[Point annotation records]
====

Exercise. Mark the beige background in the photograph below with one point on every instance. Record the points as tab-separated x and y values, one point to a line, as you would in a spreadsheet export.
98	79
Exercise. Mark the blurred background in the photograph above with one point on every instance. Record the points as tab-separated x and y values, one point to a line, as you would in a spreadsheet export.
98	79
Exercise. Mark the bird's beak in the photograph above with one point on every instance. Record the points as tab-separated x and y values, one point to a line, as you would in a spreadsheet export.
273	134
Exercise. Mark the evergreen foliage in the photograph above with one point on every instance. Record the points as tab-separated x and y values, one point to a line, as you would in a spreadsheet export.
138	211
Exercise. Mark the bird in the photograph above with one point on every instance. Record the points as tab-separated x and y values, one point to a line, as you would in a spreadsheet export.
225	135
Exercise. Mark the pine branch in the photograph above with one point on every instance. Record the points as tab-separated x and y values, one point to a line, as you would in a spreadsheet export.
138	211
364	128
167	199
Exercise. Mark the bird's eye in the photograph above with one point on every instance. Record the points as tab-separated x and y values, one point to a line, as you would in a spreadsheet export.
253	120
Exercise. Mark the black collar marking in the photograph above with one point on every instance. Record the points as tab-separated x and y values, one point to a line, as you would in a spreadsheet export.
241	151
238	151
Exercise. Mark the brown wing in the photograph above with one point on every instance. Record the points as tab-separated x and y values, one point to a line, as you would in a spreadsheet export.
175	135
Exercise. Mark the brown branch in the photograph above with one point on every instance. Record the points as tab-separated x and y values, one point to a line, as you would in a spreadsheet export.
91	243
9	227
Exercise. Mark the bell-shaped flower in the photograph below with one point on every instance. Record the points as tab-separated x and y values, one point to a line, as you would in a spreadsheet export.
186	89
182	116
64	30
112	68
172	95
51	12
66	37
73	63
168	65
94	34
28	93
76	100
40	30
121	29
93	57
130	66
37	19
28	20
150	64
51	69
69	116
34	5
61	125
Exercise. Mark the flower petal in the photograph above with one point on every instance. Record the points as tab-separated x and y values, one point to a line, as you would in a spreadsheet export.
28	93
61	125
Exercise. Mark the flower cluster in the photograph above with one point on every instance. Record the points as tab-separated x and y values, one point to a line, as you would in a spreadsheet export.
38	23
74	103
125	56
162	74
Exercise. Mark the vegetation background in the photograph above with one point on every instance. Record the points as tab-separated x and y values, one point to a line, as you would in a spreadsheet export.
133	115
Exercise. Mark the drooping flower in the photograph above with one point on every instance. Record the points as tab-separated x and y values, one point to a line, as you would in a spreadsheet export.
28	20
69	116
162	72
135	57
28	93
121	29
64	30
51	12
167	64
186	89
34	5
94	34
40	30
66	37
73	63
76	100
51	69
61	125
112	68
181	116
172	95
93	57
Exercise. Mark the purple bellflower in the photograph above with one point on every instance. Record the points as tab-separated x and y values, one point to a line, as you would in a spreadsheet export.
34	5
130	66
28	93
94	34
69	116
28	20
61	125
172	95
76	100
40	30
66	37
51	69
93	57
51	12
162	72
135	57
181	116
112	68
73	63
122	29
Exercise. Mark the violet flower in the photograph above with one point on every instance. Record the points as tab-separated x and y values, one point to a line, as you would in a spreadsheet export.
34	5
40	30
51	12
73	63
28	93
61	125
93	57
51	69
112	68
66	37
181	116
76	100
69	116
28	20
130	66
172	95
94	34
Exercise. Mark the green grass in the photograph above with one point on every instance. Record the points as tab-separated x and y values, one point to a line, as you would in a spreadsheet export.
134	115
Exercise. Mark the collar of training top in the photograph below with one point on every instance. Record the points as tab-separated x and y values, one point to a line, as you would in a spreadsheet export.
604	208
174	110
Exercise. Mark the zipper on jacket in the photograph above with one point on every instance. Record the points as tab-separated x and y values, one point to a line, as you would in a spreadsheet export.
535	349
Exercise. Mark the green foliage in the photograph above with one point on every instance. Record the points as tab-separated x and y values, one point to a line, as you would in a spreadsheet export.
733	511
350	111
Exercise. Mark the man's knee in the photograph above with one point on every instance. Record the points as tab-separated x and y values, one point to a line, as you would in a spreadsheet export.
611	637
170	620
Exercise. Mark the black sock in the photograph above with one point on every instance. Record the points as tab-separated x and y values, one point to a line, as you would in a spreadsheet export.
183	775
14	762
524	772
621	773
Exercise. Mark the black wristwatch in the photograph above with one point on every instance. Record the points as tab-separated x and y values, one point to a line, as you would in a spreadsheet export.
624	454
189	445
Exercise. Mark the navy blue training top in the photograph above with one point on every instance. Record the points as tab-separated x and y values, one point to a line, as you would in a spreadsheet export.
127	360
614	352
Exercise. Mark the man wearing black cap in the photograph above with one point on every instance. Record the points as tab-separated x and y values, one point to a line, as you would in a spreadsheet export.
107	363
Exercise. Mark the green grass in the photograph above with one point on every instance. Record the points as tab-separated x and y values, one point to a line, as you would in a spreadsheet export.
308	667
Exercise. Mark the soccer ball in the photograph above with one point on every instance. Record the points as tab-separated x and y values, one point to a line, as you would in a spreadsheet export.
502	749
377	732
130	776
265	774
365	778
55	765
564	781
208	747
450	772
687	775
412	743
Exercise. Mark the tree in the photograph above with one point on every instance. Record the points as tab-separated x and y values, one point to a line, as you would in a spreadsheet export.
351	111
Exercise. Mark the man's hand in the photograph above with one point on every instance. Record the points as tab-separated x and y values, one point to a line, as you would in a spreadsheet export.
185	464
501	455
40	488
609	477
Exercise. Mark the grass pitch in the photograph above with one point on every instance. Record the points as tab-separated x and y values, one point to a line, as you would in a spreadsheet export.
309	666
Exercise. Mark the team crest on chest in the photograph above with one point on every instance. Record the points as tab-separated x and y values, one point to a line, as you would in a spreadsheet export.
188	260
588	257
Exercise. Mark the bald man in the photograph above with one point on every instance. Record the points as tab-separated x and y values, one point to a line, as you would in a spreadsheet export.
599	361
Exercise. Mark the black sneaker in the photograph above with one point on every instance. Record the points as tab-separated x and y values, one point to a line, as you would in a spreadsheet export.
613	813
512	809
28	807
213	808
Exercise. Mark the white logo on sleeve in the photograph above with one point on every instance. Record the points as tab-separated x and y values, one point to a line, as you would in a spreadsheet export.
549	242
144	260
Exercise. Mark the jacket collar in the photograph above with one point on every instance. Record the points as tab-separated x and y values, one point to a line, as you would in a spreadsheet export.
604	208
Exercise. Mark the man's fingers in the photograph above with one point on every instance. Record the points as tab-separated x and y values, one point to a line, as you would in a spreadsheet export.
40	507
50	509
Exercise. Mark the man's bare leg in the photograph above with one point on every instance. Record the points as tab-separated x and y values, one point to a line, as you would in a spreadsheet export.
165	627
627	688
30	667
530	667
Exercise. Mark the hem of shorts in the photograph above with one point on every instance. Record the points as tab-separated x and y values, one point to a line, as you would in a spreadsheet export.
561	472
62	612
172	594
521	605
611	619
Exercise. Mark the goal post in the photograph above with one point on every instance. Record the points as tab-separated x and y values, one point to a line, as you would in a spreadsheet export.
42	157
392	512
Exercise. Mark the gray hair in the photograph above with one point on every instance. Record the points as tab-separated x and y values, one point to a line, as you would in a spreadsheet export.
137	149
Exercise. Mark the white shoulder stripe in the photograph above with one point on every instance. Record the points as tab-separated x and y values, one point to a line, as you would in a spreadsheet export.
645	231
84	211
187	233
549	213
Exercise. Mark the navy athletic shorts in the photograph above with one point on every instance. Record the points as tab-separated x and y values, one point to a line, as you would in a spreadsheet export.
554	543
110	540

====

▸ **Requirement**
Print the records above exactly as they appear.

▸ **Answer to the exercise**
Exercise. Mark the beige background in the photograph below with one point on every instance. Record the points as tab-separated x and y values, one point to a line, as you would in a spreadsheet export.
98	79
Exercise. Mark the blurred background in the photograph above with one point on every instance. Record the points as tab-separated x and y values, one point to a line, as you would in a spreadsheet export.
98	79
Exercise. Mark the bird's beak in the photograph above with one point on every instance. Record the points as tab-separated x and y values, one point to a line, as you would in a spreadsheet export.
273	134
Exercise. Mark the evergreen foliage in the photograph above with one point on every instance. Record the points as tab-separated x and y values, one point to a line, as you would in a spreadsheet export.
138	211
Exercise. Mark the bird in the photograph above with one point on every instance. Record the points as tab-separated x and y values, one point to a line, as you would in a spreadsheet export.
225	135
Exercise. Mark the pine branch in the photograph above with one point on every instance. Record the points as tab-separated x and y values, one point to a line, as you would in a spreadsheet export.
138	211
364	128
167	199
Exercise. Mark the bird's eye in the photograph above with one point on every instance. Record the points as tab-separated x and y values, one point to a line, as you would in a spreadsheet export.
253	120
Exercise. Mark the black collar marking in the photograph above with one point on every instance. Record the points as tab-separated x and y values, one point to a line, as you would in a spreadsheet export.
241	151
238	151
Exercise. Mark the brown wing in the photograph above with one point on every instance. Record the points as tab-separated x and y values, one point to a line, as you would in a spreadsheet export.
175	135
Exercise. Mark the brown branch in the photograph above with one point on every instance. Record the points as tab-separated x and y values, one point to a line, as you would in a spreadsheet export.
91	243
9	227
Exercise. Mark the bell-shaped flower in the photograph below with one point on every instance. Record the points as tab-separated x and y values, one point to a line, as you would in a spreadsheet export.
186	89
182	116
64	30
112	68
172	95
51	12
66	37
73	63
168	65
94	34
28	93
76	100
40	30
121	29
93	57
130	66
37	19
28	20
150	64
51	69
69	116
34	5
61	125
Exercise. Mark the flower petal in the photograph above with one point on every instance. Record the points as tab-separated x and y values, one point to a line, as you would in a spreadsheet export.
28	93
61	125
Exercise. Mark the flower cluster in the photograph above with one point on every instance. Record the points as tab-separated x and y values, one point to a line, as you would in a spreadsheet export.
38	23
74	103
125	56
162	74
Exercise. Mark the vegetation background in the photograph above with one point on every instance. Record the points as tab-separated x and y values, one point to a line, as you would in a spreadsheet export.
133	115
Exercise. Mark the drooping flower in the photograph above with one point on every instance. Record the points as tab-separated x and y values, one point to a line, as you would in a spreadsheet export.
28	20
69	116
162	72
135	57
28	93
121	29
64	30
51	12
167	64
186	89
34	5
94	34
40	30
66	37
73	63
76	100
51	69
61	125
112	68
181	116
172	95
93	57
Exercise. Mark the purple bellflower in the photograph above with one point on every instance. Record the points as tab-separated x and y values, one point to a line, as you would in a spreadsheet export.
34	5
130	66
28	93
94	34
69	116
28	20
61	125
172	95
76	100
40	30
66	37
51	69
93	57
51	12
162	72
135	57
181	116
112	68
73	63
122	29
Exercise. Mark the violet flower in the photograph above with one point on every instance. Record the points as tab-separated x and y values, one point to a line, as you would in a spreadsheet export.
34	5
40	30
51	12
73	63
28	93
61	125
93	57
51	69
112	68
66	37
181	116
76	100
69	116
28	20
130	66
172	95
94	34
Exercise. Mark the green grass in the photograph above with one point on every instance. Record the points as tab-separated x and y values, one point to a line, as you would in a spreadsheet export.
134	115
Exercise. Mark the collar of training top in the photograph below with one point on every instance. Record the points as tab-separated x and y values, one point to a line, as you would in a spreadsheet export.
604	208
174	110
Exercise. Mark the zipper on jacket in the photograph above with one point on every instance. Record the points as tab-separated x and y values, one point to a line, as you would in a spreadsheet export.
535	349
Exercise. Mark the green foliage in the photograph above with one point on every instance. Record the points as tab-separated x and y values, one point to a line, as you would in a spreadsheet export.
733	511
350	111
Exercise. Mark the man's knee in the photograph above with one point on every instance. Record the points as tab-separated x and y values, one point to a line, as you would in a spreadsheet export.
611	637
170	620
Exercise. Mark the black sock in the photograph above with one point on every instance. Record the points as tab-separated x and y values, one point to a line, as you would in a spreadsheet export.
183	775
14	762
524	772
621	773
Exercise. Mark the black wristwatch in the photograph above with one point on every instance. Record the points as tab-separated x and y values, one point to a line, as you would in a spreadsheet export.
624	454
189	445
Exercise. Mark the navy blue training top in the photograph above with one point on every instance. Record the points as tab-separated x and y values, one point to a line, as you would in a spreadsheet export.
127	360
614	352
Exercise. Mark the man wearing black cap in the photograph above with one point on every instance. Record the points as tab-separated x and y values, one point to a line, as you would in a spreadsheet export.
107	363
Exercise. Mark the green grass in the photograph above with one point on every instance. Record the points as tab-separated x and y values, one point to a line, as you would in a spreadsheet export.
308	667
Exercise. Mark the soccer ball in the photograph above with one point on every instance. Record the points as tab-separated x and y values, one point to a line, as you would in a spreadsheet export.
502	749
377	732
130	776
265	774
365	778
55	765
564	781
208	747
450	772
687	775
412	743
Exercise. Mark the tree in the photograph above with one point on every instance. Record the points as tab-separated x and y values, one point to a line, as you would in a spreadsheet export.
351	111
Exercise. Mark the man's hand in the photograph above with one point on every instance. Record the points as tab-separated x and y values, one point to a line, as you would in a spreadsheet export.
185	464
501	455
40	488
609	477
Exercise. Mark the grass pitch in the photograph above with one point on every instance. Record the points as tab-separated x and y values, one point to a line, as you would in a spreadsheet export.
309	666
Exercise. Mark the team crest on chest in the photograph above with one point on every instance. Record the points as tab-separated x and y values, one point to a line, as you would in a spreadsheet export.
188	260
588	257
Exercise. Mark the bald man in the photograph above with one point on every instance. Record the points as tab-separated x and y values, one point to a line, as you would in a spreadsheet export.
599	361
Exercise. Mark the black sneaker in the photograph above with one point on every instance. Record the points as tab-separated x and y values, one point to a line, as you would in a spreadsheet export.
613	813
512	809
28	807
213	808
Exercise. Mark the white logo on sleeve in the photograph above with one point on every instance. Record the points as tab-separated x and y values, one point to a line, as you would in a spreadsheet export.
549	242
144	260
Exercise. Mark the jacket collar in the photograph above with one point on every instance. Record the points as tab-separated x and y values, one point to a line, as you would in a spreadsheet export.
604	208
Exercise. Mark the man's fingers in the photograph above with one point on every instance. Record the points as tab-separated x and y values, one point to a line, as you would in a spreadsheet export.
40	507
50	509
Exercise. Mark the man's bare leg in the photograph above with one point on every instance. Record the points as tab-separated x and y values, one point to a line, as you would in a spreadsheet export.
165	627
627	688
30	667
530	667
Exercise. Mark the hem of shorts in the photograph above with one point on every instance. Record the points as tab-separated x and y values, one point to a line, as you would in a spreadsheet export.
561	472
62	612
172	594
521	605
611	619
Exercise. Mark the goal post in the photograph above with one point on every instance. Record the points as tab-separated x and y values, one point to a line, as you would in a spreadsheet export.
42	157
392	512
Exercise. Mark the gray hair in the photograph above with one point on every instance. Record the points as tab-separated x and y values, one point to a line, as you would in a spreadsheet export.
137	149
Exercise. Mark the white shoulder stripe in the photograph above with one point on every instance. Record the points as tab-separated x and y values, one point to a line, as you would in a spreadsheet export.
645	231
84	211
187	233
549	213
Exercise. Mark the navy athletic shorts in the photograph above with one point on every instance. Record the points as tab-separated x and y values, one point to a line, as you would in a spreadsheet export.
554	543
110	540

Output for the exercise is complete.